Whenever a line below holds the word "grass", count it once; report the total and nothing else.

Saved data entries
—————

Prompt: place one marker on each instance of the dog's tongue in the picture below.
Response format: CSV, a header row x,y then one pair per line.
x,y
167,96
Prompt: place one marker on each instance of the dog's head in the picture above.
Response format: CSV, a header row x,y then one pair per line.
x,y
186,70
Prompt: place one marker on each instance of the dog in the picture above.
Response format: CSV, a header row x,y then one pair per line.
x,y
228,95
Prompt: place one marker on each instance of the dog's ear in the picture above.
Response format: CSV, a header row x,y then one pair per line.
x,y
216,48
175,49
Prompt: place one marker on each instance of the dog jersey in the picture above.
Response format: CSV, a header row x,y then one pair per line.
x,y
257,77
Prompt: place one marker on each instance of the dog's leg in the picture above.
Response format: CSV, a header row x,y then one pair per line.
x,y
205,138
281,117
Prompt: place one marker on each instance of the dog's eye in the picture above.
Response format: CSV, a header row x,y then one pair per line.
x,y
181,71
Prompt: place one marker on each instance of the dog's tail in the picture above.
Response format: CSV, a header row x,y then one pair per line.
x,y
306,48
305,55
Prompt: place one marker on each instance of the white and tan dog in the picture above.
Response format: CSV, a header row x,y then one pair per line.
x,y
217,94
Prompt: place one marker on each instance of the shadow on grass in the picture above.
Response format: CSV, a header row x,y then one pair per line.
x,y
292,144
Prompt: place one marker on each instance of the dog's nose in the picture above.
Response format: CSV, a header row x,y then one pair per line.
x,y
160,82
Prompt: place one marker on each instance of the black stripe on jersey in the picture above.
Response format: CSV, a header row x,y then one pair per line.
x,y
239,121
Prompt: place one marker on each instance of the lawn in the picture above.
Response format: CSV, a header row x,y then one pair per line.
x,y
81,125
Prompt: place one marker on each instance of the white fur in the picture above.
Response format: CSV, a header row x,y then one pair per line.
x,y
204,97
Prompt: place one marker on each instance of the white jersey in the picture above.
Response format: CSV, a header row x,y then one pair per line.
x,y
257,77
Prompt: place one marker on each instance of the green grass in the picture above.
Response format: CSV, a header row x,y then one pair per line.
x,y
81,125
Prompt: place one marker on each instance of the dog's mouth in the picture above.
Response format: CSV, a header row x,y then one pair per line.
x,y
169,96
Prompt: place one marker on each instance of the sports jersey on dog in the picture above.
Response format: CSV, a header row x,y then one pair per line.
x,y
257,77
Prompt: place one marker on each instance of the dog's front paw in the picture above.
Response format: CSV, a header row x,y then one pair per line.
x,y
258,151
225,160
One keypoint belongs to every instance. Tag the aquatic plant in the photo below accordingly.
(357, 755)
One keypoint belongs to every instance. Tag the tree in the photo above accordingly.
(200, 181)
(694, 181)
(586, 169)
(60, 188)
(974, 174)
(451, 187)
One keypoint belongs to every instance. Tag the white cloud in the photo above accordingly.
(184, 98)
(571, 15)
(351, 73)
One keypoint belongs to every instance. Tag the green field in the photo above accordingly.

—————

*ANSWER TO THE PROBLEM*: 2